_WHAT IS BEING ASKED_.
Each line below that contains the word "column" must be copied.

(Collected data)
--
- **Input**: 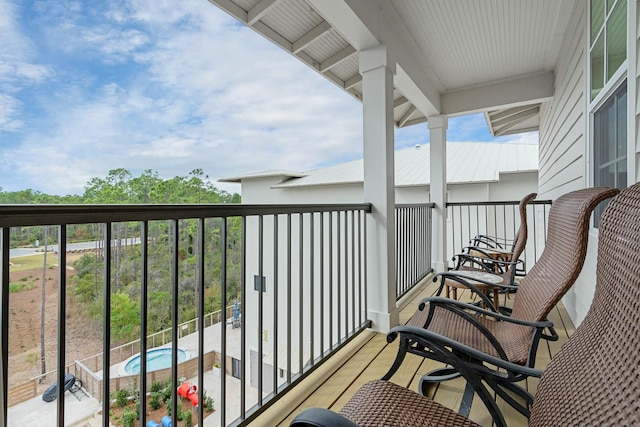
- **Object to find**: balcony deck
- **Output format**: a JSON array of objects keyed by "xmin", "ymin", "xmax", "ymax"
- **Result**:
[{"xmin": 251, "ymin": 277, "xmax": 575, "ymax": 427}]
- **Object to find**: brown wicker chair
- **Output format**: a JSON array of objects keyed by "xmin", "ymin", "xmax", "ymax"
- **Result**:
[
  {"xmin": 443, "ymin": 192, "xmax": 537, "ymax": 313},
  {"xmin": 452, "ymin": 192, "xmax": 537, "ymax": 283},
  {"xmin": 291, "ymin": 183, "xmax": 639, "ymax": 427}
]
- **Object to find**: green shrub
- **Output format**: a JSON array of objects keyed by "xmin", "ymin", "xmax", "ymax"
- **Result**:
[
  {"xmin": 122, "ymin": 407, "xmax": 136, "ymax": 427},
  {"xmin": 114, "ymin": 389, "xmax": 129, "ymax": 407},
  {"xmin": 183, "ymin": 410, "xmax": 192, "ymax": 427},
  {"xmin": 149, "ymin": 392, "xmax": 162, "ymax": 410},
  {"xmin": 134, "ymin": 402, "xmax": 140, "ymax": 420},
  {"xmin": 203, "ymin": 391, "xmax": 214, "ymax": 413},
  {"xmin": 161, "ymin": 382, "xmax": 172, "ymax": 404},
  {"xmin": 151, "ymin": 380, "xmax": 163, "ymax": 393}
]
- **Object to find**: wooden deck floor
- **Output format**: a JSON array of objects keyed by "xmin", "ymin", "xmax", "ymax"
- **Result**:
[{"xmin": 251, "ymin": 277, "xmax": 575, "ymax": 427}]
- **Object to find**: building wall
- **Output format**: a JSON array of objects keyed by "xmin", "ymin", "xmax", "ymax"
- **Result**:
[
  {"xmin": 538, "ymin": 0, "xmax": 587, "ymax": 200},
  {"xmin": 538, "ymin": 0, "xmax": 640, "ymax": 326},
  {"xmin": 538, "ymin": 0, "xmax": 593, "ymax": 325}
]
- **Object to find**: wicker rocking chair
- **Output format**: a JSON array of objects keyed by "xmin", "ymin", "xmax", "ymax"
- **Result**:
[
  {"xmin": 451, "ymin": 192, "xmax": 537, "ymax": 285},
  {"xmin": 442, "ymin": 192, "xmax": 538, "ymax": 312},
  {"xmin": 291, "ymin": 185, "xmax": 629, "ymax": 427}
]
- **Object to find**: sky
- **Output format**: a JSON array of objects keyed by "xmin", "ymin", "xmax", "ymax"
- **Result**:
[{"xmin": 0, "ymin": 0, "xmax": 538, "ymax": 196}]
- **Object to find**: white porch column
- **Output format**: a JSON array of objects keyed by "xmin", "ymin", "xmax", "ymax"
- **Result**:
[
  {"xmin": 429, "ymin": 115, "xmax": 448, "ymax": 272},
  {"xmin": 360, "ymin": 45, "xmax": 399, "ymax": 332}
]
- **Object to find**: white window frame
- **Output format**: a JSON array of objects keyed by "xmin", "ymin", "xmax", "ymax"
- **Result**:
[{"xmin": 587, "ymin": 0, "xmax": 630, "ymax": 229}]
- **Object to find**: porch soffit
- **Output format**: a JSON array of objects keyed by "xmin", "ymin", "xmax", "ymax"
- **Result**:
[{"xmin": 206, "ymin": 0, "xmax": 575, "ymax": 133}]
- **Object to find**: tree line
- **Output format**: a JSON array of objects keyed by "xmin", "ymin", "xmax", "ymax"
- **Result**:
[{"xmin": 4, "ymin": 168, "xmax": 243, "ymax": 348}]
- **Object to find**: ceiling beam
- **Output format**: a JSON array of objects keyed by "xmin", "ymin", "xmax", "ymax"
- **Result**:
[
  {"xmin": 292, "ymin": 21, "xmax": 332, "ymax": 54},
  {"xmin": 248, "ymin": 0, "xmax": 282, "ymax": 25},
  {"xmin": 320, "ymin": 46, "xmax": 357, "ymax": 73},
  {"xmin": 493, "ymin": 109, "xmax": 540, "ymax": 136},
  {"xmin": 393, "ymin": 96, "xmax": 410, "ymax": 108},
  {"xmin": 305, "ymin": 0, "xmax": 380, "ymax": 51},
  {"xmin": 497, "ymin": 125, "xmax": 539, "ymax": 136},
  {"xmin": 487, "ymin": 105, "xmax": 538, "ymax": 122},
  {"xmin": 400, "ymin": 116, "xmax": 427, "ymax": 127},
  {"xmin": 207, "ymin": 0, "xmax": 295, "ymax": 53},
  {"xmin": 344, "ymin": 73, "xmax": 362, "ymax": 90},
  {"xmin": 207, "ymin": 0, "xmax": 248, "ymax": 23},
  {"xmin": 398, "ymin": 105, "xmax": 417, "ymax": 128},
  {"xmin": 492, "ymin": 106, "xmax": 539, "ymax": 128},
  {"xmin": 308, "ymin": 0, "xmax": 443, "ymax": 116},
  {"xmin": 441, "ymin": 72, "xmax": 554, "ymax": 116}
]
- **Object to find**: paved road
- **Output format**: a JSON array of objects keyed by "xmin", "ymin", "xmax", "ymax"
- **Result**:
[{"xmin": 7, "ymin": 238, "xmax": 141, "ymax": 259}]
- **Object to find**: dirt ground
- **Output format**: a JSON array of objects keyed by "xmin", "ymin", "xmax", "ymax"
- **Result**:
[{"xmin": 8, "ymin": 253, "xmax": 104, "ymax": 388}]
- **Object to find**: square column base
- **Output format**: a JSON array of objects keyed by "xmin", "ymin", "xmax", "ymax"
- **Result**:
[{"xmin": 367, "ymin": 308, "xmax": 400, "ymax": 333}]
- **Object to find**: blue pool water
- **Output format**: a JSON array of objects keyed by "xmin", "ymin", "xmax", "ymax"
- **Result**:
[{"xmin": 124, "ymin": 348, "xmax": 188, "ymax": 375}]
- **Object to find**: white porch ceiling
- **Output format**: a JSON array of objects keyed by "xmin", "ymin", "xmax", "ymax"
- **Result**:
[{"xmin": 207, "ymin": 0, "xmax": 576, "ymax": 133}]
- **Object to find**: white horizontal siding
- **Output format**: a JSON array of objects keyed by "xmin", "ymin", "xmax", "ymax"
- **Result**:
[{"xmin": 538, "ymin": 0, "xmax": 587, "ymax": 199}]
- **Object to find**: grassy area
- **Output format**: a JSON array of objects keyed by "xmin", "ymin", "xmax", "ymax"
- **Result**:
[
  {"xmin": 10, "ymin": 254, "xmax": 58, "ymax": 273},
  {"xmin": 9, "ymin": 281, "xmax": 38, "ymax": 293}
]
--
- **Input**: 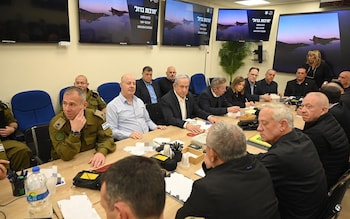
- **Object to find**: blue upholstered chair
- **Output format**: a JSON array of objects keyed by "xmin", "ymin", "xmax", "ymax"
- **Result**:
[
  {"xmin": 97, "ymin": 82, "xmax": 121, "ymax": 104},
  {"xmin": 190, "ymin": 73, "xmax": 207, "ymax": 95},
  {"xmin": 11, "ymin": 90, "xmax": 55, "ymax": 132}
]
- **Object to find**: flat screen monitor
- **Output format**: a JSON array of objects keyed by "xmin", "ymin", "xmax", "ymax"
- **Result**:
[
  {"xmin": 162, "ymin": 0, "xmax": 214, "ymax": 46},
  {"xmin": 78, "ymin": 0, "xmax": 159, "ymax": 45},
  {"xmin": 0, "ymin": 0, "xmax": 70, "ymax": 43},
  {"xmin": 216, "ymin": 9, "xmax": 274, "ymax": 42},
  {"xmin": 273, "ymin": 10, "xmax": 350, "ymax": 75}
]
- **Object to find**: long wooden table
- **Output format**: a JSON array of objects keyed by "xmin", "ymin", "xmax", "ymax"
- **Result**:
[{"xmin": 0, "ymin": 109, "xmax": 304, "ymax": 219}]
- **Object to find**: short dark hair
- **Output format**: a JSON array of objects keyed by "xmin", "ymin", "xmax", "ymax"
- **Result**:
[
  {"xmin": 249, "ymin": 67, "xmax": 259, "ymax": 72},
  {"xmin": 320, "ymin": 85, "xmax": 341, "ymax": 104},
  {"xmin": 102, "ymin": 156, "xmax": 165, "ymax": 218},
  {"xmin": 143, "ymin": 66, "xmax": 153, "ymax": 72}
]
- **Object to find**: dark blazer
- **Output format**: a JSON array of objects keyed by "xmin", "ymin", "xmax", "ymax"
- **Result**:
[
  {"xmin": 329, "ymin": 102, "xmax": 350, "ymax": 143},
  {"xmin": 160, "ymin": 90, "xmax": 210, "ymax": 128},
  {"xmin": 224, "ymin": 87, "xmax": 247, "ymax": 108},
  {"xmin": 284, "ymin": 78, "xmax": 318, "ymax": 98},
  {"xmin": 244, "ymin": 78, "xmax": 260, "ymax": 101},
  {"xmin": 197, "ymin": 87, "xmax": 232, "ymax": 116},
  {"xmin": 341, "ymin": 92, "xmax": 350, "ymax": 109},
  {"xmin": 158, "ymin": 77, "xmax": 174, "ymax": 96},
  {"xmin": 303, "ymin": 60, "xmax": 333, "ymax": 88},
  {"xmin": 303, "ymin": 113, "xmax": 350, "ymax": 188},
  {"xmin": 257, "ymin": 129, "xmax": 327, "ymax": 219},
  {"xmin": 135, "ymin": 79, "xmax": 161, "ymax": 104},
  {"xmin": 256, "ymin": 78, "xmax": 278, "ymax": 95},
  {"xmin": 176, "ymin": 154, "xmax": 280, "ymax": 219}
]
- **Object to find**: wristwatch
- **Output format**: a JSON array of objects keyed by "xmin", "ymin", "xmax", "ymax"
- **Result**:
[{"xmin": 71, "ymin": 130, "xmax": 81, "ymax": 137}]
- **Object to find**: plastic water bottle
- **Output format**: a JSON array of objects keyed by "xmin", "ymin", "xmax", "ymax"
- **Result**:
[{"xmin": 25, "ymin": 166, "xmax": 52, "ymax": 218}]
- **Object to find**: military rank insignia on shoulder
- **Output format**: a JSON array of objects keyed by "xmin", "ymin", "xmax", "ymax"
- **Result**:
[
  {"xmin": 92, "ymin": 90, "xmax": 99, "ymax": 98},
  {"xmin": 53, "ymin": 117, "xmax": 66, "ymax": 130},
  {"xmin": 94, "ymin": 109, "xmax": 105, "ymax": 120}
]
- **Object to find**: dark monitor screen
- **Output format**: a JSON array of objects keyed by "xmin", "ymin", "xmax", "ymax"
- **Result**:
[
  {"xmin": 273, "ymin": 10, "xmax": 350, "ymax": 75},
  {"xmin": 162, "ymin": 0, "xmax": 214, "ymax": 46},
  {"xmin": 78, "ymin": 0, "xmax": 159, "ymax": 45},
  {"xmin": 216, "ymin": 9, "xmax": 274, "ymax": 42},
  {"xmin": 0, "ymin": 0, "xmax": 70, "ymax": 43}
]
--
_OUTPUT_.
- **Object to find**: white porch column
- **Object to find**: square column base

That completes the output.